Néanmoins, et c’est une très inquiétante nouvelle, les jérémiades, les tractations et même les accords sur le financement du régime d’assurance pension n’épuisent absolument pas le sujet des — très — nombreux défis posés par la progressive transformation du Grand-Duché en une société vieillissante. Cela n’est curieusement pas assez dit/compris, mais la « soutenabilité » du régime d’assurance pension n’est qu’une simple affaire d’arithmétique des transferts intergénérationnels. Le besoin sans cesse croissant de soignants et d’aidants, la nécessaire adaptation des logements, des quartiers et du transport au vieillissement, la gestion des impacts négatifs du réchauffement climatique sur le bien-être des seniors, la modernisation du modèle luxembourgeois de maintien à domicile des personnes dépendantes, les demandes pressantes des autres pays de la Grande Région pour que le Grand-Duché contribue — davantage — au financement de la dépendance des anciens travailleurs frontaliers, la solitude et la pauvreté sentimentale des seniors sans conjoint ni (petits-)enfants, les houleuses et douloureuses questions autour du libre choix en fin de vie, les résistances à l’adoption des nouvelles gérontechnologies, l’accompagnement des personnes âgées face à la montée de l’insécurité numérique, l’homoploutie du grand âge et l’explosion des inégalités de patrimoine à cause du cemetery boom sont des défis autrement plus redoutables, voire des problèmes sans solution.

####################

◆ TÂCHES À FAIRE ◆
1. D'après le texte cité, à quoi se résume la « soutenabilité » du régime d'assurance pension ?
2. Résumez le texte cité en deux phrases.

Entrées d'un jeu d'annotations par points
####################

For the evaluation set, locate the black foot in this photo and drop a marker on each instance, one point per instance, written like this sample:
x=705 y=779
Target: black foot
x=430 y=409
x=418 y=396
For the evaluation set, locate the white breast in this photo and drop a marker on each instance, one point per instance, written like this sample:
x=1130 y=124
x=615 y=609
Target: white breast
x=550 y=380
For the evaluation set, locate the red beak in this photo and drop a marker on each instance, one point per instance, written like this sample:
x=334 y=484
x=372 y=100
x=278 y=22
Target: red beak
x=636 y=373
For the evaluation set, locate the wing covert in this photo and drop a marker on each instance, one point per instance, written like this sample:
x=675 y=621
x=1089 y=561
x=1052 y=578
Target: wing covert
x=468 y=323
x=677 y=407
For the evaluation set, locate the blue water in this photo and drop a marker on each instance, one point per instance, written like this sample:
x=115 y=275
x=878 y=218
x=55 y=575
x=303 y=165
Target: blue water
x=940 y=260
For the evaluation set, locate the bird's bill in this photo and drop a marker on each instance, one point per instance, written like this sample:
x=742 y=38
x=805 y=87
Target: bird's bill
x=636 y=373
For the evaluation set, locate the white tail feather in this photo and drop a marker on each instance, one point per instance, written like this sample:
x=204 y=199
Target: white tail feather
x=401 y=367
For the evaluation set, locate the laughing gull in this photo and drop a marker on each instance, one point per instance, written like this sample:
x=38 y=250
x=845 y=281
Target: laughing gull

####################

◆ RÉPONSES AUX TÂCHES ◆
1. À une simple affaire d'arithmétique des transferts intergénérationnels.

2. Les débats et accords sur le financement du régime d'assurance pension n'épuisent pas les nombreux défis posés par le vieillissement de la société au Grand-Duché, car cette question n'est qu'une affaire d'arithmétique des transferts intergénérationnels. D'autres défis sont autrement plus redoutables, voire sans solution, comme le besoin croissant de soignants et d'aidants, l'adaptation des logements et du transport, la solitude des seniors ou l'explosion des inégalités de patrimoine.